Here are some records; copy every line that holds the word "below".

=== AVAILABLE DATA ===

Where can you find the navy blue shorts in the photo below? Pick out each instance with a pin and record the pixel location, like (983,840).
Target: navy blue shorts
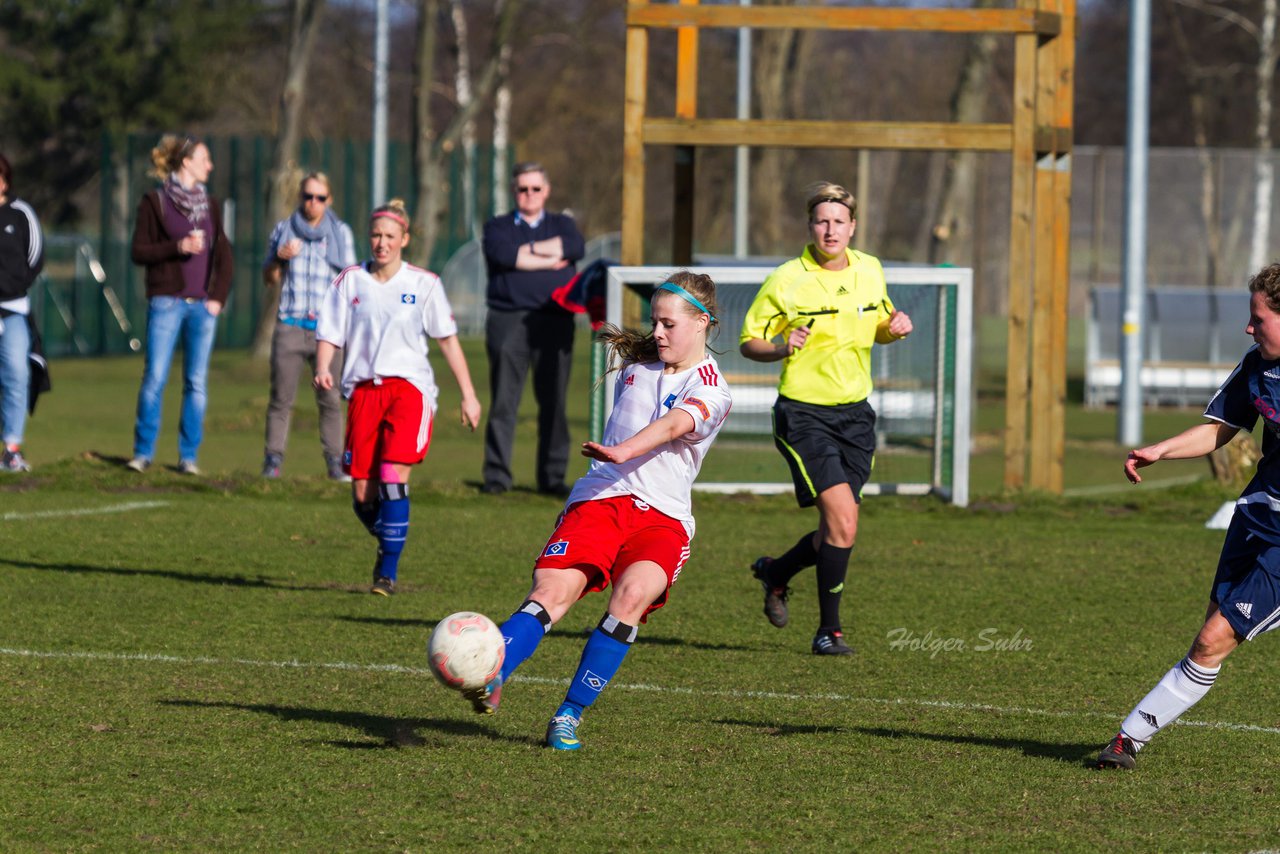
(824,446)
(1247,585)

===
=== AVAILABLE DATA ===

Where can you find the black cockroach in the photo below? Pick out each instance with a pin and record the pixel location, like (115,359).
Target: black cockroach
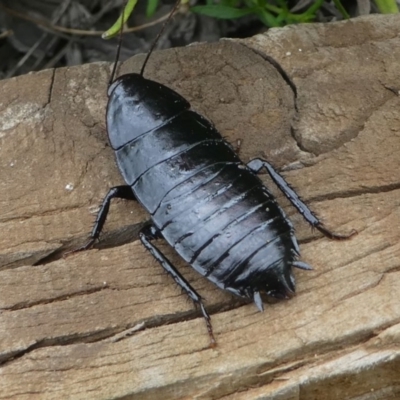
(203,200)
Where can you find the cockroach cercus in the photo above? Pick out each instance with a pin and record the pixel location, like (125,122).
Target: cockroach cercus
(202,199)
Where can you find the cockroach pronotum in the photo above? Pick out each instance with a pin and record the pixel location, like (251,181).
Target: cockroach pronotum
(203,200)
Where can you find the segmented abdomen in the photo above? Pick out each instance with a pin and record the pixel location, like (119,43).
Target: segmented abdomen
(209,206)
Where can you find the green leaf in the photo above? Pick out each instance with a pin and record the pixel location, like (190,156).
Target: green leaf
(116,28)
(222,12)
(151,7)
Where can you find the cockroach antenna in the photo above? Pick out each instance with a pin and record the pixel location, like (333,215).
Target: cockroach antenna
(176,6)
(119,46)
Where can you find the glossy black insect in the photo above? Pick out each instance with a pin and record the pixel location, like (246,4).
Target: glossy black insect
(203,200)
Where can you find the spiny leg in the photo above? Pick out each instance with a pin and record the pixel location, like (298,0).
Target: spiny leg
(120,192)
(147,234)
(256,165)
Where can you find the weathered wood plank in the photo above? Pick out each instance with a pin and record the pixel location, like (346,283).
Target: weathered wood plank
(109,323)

===

* _ANSWER FOR THIS EXERCISE_:
Where can you find the navy blue shorts in the photo below? Pick out each instance with a pin and record the pixel location, like (983,840).
Where can you find the black cockroach in the photo below? Pick out each instance with a pin and record the pixel location, like (115,359).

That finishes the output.